▶ INSTRUCTIONS FOR THE TASK: A verbatim copy of all the data is required, minus any images.

===== GIVEN DATA

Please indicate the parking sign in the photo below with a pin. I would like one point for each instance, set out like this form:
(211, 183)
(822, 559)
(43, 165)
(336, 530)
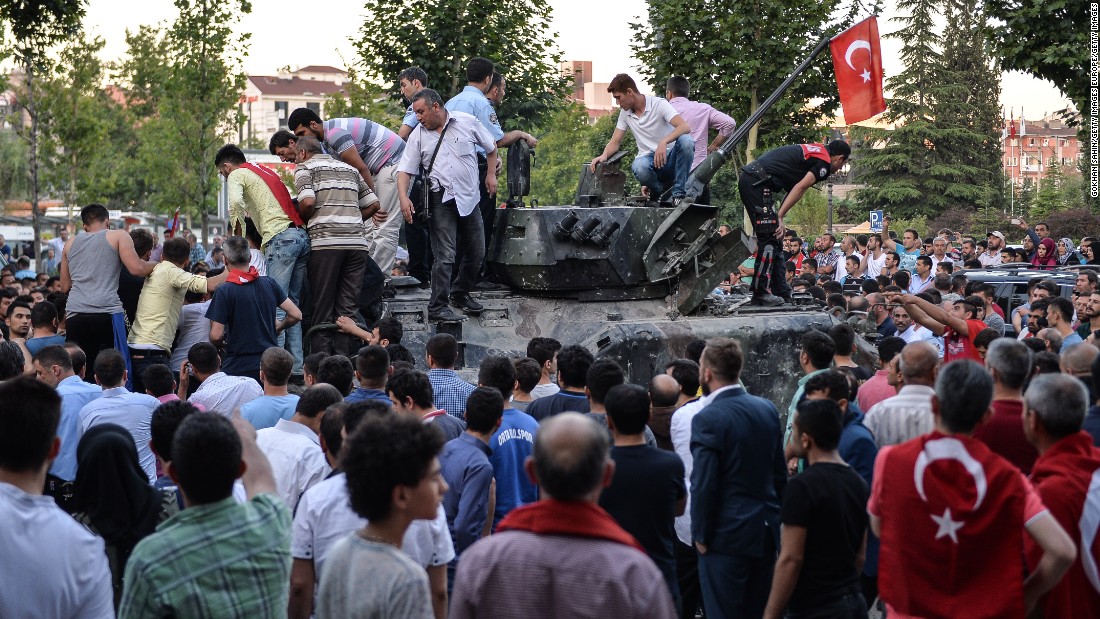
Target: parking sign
(876, 221)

==========

▶ THE ANSWER:
Please indicate the parking sign in the photo below with a pin. I would like one point for each instance, set out like this form:
(211, 183)
(822, 559)
(43, 165)
(336, 530)
Target: parking sign
(876, 221)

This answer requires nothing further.